[Saved entries]
════

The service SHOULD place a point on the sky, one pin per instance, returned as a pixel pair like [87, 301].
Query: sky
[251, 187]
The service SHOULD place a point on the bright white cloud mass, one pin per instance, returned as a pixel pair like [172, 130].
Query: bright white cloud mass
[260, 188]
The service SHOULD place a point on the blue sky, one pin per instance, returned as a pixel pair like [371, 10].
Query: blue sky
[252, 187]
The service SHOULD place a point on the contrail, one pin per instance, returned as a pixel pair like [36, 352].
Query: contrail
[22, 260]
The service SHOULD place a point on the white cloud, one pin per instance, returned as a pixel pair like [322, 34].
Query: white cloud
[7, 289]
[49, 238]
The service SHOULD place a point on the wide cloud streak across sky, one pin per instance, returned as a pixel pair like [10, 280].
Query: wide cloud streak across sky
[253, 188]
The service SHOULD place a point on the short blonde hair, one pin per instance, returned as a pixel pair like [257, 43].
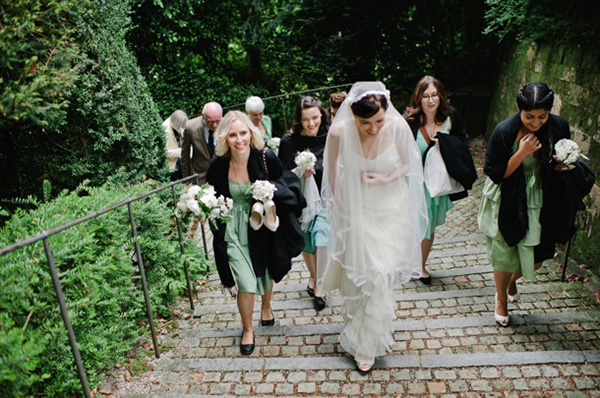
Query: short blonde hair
[178, 119]
[222, 149]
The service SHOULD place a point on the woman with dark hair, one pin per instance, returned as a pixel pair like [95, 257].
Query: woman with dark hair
[428, 115]
[520, 167]
[373, 191]
[309, 131]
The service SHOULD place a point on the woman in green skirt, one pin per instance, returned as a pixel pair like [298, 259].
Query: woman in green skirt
[519, 165]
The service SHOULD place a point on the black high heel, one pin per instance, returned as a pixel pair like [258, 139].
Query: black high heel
[247, 349]
[268, 322]
[320, 303]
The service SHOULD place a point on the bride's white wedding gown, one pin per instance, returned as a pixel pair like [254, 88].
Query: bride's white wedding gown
[377, 251]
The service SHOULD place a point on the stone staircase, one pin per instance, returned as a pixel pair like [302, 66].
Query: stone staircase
[446, 341]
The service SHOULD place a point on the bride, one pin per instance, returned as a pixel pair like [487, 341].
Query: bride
[373, 189]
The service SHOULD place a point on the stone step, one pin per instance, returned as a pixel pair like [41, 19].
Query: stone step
[458, 335]
[546, 373]
[563, 373]
[386, 362]
[485, 294]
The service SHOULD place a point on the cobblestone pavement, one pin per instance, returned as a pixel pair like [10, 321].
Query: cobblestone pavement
[446, 341]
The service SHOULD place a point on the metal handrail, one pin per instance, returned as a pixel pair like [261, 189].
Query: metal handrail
[44, 235]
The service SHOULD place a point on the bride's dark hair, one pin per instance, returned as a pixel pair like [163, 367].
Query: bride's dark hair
[369, 105]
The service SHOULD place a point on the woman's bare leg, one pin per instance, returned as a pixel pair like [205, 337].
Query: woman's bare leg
[426, 245]
[246, 306]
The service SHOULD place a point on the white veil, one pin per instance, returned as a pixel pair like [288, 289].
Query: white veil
[376, 231]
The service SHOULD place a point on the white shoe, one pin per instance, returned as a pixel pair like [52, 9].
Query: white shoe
[514, 298]
[271, 219]
[502, 320]
[256, 216]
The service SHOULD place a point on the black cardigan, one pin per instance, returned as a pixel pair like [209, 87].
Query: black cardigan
[268, 250]
[512, 219]
[454, 151]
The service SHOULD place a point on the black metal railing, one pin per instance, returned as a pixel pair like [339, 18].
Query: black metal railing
[43, 236]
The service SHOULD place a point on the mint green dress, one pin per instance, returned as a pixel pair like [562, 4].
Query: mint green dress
[268, 125]
[519, 258]
[436, 207]
[238, 251]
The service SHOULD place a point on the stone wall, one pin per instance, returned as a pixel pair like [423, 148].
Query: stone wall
[574, 75]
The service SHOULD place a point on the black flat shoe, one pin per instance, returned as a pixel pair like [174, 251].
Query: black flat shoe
[268, 322]
[246, 349]
[320, 303]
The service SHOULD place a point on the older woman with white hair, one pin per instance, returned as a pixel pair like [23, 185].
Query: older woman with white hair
[174, 127]
[255, 109]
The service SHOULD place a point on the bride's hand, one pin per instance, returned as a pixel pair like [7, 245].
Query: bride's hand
[373, 179]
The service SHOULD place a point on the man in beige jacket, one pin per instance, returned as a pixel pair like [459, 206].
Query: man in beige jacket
[199, 141]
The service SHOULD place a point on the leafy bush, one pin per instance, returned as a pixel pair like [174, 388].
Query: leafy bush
[74, 103]
[99, 275]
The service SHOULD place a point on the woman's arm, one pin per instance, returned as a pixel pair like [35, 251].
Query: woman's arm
[528, 144]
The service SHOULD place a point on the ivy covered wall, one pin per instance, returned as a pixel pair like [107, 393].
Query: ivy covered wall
[574, 75]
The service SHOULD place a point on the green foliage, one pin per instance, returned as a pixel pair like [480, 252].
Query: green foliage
[552, 21]
[76, 105]
[100, 278]
[226, 51]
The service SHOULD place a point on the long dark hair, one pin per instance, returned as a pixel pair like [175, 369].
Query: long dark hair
[535, 96]
[414, 111]
[305, 103]
[538, 96]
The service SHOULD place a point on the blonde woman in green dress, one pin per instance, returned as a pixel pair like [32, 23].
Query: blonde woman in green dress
[242, 254]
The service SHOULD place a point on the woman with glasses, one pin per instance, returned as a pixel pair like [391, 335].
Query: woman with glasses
[429, 114]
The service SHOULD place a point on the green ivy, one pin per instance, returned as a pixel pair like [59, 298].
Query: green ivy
[100, 278]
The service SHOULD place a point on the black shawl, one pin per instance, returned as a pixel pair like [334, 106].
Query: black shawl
[512, 219]
[268, 250]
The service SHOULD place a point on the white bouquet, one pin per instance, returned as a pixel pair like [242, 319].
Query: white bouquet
[203, 202]
[262, 190]
[568, 152]
[305, 161]
[273, 143]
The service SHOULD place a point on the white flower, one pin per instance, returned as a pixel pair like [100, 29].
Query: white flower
[193, 206]
[568, 152]
[263, 190]
[193, 191]
[209, 200]
[305, 160]
[274, 142]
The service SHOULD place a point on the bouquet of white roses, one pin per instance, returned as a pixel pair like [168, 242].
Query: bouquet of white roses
[263, 211]
[203, 202]
[305, 161]
[262, 190]
[568, 152]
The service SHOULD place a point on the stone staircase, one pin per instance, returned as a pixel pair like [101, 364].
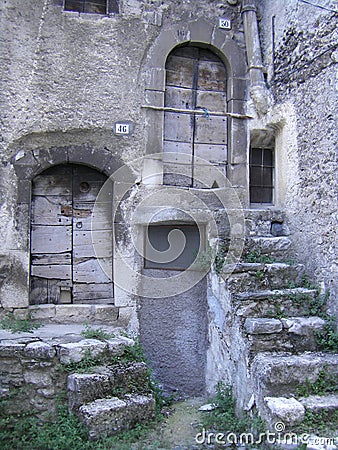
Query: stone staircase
[108, 386]
[111, 398]
[272, 327]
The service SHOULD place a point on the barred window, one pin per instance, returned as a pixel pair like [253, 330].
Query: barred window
[261, 175]
[92, 6]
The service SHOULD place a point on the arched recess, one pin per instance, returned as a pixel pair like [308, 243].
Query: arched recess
[30, 163]
[65, 265]
[207, 35]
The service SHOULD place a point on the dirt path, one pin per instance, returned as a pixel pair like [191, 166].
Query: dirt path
[178, 431]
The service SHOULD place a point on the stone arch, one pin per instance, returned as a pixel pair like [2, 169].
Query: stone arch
[203, 33]
[29, 163]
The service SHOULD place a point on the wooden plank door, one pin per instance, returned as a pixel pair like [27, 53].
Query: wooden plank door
[64, 262]
[90, 283]
[195, 81]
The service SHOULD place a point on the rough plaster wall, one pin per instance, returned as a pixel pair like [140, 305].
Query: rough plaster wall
[173, 331]
[305, 75]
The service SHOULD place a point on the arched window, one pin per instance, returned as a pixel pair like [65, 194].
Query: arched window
[195, 124]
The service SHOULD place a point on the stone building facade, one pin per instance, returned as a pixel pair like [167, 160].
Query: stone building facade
[176, 101]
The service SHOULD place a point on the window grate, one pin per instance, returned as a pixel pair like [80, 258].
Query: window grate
[92, 6]
[261, 175]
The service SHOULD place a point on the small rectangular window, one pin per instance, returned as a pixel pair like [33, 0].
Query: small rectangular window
[92, 6]
[261, 175]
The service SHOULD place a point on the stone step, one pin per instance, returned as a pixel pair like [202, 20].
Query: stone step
[281, 374]
[317, 403]
[274, 302]
[259, 276]
[110, 416]
[291, 411]
[76, 351]
[277, 248]
[103, 381]
[295, 334]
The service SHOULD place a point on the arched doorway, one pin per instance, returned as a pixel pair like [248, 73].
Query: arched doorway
[65, 266]
[195, 123]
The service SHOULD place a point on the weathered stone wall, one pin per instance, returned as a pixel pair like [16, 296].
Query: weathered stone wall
[302, 72]
[69, 77]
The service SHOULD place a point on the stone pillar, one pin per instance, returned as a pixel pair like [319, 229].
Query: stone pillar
[258, 90]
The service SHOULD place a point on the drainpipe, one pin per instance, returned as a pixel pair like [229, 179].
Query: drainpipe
[258, 89]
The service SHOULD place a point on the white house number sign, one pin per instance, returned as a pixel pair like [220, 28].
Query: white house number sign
[224, 23]
[122, 128]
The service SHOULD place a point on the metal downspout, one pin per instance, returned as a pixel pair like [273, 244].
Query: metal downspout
[258, 89]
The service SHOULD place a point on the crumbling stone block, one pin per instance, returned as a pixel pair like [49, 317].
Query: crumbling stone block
[76, 351]
[111, 415]
[287, 410]
[263, 326]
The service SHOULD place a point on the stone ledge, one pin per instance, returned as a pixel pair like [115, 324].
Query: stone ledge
[263, 326]
[302, 325]
[287, 410]
[317, 403]
[111, 415]
[81, 313]
[77, 351]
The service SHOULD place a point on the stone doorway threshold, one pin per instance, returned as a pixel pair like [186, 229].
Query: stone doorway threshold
[57, 333]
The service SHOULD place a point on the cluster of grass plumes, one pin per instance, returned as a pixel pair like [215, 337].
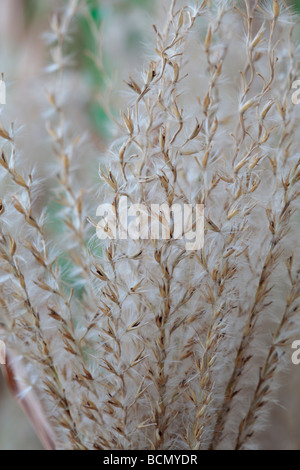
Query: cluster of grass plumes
[153, 346]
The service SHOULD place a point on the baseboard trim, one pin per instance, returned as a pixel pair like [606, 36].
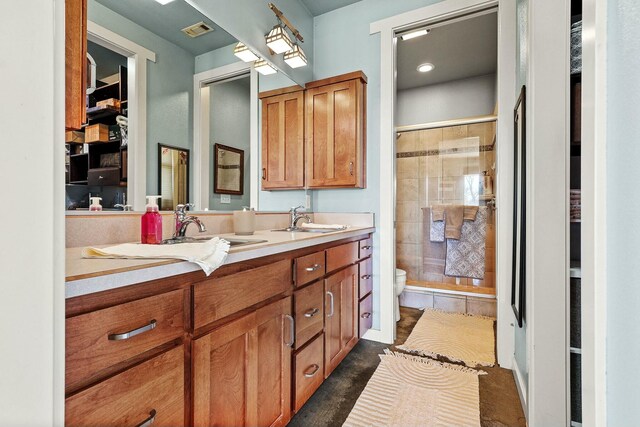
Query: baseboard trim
[522, 392]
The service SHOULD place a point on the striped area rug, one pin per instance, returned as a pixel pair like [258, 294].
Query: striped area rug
[458, 337]
[414, 391]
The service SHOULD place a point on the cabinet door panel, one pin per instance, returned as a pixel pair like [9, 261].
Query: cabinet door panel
[283, 141]
[242, 371]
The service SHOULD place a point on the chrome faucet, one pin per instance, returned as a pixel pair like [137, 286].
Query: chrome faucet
[183, 220]
[294, 217]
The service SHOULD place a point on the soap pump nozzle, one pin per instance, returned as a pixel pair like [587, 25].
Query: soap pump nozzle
[152, 203]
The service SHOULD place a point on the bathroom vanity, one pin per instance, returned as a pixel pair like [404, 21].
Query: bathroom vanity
[247, 345]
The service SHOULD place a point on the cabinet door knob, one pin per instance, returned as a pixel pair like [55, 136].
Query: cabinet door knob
[132, 333]
[314, 370]
[149, 421]
[312, 312]
[292, 330]
[331, 303]
[314, 267]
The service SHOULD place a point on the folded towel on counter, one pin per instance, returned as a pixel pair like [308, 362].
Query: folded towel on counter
[208, 255]
[466, 256]
[323, 226]
[453, 216]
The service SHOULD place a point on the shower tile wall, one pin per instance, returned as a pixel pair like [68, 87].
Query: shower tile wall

════

What the exercise asks
Go through the data above from its first line and copy each line exactly, stopping once the line with "The service SHOULD place a point on the wide" has been copied.

Answer box
The service SHOULD place a point on the sky, one pin per instance, returned as a pixel pair like [87, 301].
Query: sky
[251, 187]
The service SHOULD place a point on the bright white cloud mass, one pin per instance, returned as a pixel pair like [172, 130].
Query: bright white cloud mass
[260, 188]
The service SHOULD place a point on the blue sky, one pin per instance, returned as a pixel pair like [371, 10].
Query: blue sky
[252, 187]
The service SHOULD place a point on the contrail, one pin per instance, returned as a pixel pair like [36, 352].
Query: contrail
[22, 260]
The service SHOULD place a point on the white cloud, one pin per instance, returned as a pixel pair like [322, 34].
Query: white cloud
[7, 289]
[49, 238]
The service SHOULD place a point on the wide cloud streak across sky, one pin per instance, returned as a pixel pair like [10, 280].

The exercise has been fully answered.